→ Text excerpt
######

China’s Geely is planning a big investment to turn the maker of London’s iconic black cabs into a high-volume all-electric brand with a range of commercial and passenger vehicles, executives at the unit told Reuters.
The London Electric Vehicle Company (LEVC) is also aiming to expand its suite of services, which include cars scheduling their own maintenance and understanding owners’ interests to help them book events.
“We need a mature product portfolio. We need to invest heavily in technology and infrastructure,” LEVC chief executive Alex Nan said at the taxi maker’s headquarters in Coventry, central England. “Geely will continue to invest in LEVC because it is a very unique project.”
Hybrid taxi models made by LEVC start at about 66,000 pounds ($81,500), with batteries that provide 64 miles (103 kilometers) of range, and a gasoline range extender that brings the total range to more than 300 miles. The company’s business has been hit hard by the pandemic and it laid off 140 employees in October.
LEVC and Geely will seek to attract other investors to their zero-emissions portfolio and will seek to collaborate with other automakers on new technologies, Nan said.
The size of Geely’s investment will be disclosed later, executives said. The Chinese group, which took full control of LEVC in 2013, has invested £500m in it so far.

######

Region pointing data

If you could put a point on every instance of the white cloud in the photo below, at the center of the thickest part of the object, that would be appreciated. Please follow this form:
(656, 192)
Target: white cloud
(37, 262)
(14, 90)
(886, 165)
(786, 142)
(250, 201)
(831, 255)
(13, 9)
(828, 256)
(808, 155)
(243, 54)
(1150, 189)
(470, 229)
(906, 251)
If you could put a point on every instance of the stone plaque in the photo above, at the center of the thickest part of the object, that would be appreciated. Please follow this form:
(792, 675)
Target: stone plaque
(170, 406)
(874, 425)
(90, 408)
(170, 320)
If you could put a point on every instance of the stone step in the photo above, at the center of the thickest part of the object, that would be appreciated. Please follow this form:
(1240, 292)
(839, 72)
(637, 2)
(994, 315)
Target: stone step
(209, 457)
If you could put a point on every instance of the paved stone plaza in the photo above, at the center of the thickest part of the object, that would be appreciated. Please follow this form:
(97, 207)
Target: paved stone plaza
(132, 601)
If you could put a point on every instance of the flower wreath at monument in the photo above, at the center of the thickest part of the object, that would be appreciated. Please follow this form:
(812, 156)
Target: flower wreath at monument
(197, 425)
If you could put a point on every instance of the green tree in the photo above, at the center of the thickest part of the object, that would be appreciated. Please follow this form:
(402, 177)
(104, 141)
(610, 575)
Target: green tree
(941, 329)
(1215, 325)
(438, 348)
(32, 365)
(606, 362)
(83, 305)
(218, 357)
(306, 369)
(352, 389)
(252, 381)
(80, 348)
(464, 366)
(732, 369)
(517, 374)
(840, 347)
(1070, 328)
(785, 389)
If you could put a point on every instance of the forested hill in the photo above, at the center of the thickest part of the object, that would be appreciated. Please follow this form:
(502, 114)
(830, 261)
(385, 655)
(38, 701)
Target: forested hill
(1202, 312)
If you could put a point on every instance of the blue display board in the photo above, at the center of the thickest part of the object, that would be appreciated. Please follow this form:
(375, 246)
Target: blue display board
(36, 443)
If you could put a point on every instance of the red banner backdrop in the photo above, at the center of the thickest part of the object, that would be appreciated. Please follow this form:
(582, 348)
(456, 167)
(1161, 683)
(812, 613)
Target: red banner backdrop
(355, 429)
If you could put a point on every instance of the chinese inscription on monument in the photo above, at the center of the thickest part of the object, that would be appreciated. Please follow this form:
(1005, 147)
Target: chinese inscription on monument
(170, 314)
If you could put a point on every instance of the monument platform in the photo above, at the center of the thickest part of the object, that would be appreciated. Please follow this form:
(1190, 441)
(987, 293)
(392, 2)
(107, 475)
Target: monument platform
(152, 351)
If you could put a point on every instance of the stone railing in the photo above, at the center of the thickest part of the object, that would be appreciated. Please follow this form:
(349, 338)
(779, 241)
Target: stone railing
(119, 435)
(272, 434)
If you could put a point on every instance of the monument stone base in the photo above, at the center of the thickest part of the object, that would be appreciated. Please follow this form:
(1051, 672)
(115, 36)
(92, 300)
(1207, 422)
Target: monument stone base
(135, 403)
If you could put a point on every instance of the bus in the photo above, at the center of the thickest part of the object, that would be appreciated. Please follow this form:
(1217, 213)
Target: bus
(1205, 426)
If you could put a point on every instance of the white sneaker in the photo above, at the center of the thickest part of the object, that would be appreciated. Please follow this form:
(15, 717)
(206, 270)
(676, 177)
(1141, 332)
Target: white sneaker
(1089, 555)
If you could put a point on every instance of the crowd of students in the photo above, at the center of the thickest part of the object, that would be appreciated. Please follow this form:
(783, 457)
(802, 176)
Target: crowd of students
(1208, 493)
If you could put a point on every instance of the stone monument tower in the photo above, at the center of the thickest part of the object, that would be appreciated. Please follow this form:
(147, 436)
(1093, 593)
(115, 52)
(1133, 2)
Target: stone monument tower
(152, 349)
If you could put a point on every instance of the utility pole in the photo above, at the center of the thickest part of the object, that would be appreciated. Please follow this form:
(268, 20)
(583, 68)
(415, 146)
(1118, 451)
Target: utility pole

######

→ What you will do
[A] In two sentences, summarize the text about Geely's plans for the London black cab maker.
[B] Write a continuation of the text about Geely's plans for the London black cab maker, picking up after its final sentence.

→ Answers to the problems
[A] Geely plans a large investment to turn the London Electric Vehicle Company, maker of London's black cabs, into a high-volume all-electric brand offering commercial and passenger vehicles, along with expanded services. LEVC, which was hit hard by the pandemic and laid off 140 employees in October, will also seek other investors and partnerships with automakers, while Geely, which has invested £500m since taking full control in 2013, will disclose the size of its new investment later.

[B]
“Geely fully supports the new transformation strategy formulated by LEVC’s board and executive team,” Geely said in a statement.
In 2021, Geely launched a £2bn investment in Lotus, another British luxury sports car maker, to massively expand production of its sports cars and produce high-end SUVs and sedans in the UK and China. Geely is following a similar path in its plans to develop LEVC, executives said.
Britain’s EV ambitions took a hit last week when Britishvolt, a start-up planning to build a massive battery factory in north-east England, filed for administration.
“We need to ensure that the entire UK environment is competitive and has a place on the world stage,” said Chris Allen, managing director of LEVC.
ready to accelerate
Geely owns several brands, including Volvo and – through a joint venture with Volvo – Polestar. Another of the group’s brands, Zeekr, filed for a US IPO last month.
As a result, Geely faces complications avoided by big EV makers BYD and Tesla.
Allen said LEVC is exploring the development of a range of commercial and passenger vehicle models on a common electric platform. It can rely on other group brands that already have EVs to “move forward in a fast, agile way”.
The company already uses an infotainment system and software developed by Volvo and a steering wheel from the Swedish automaker, which has kept costs down, Allen said.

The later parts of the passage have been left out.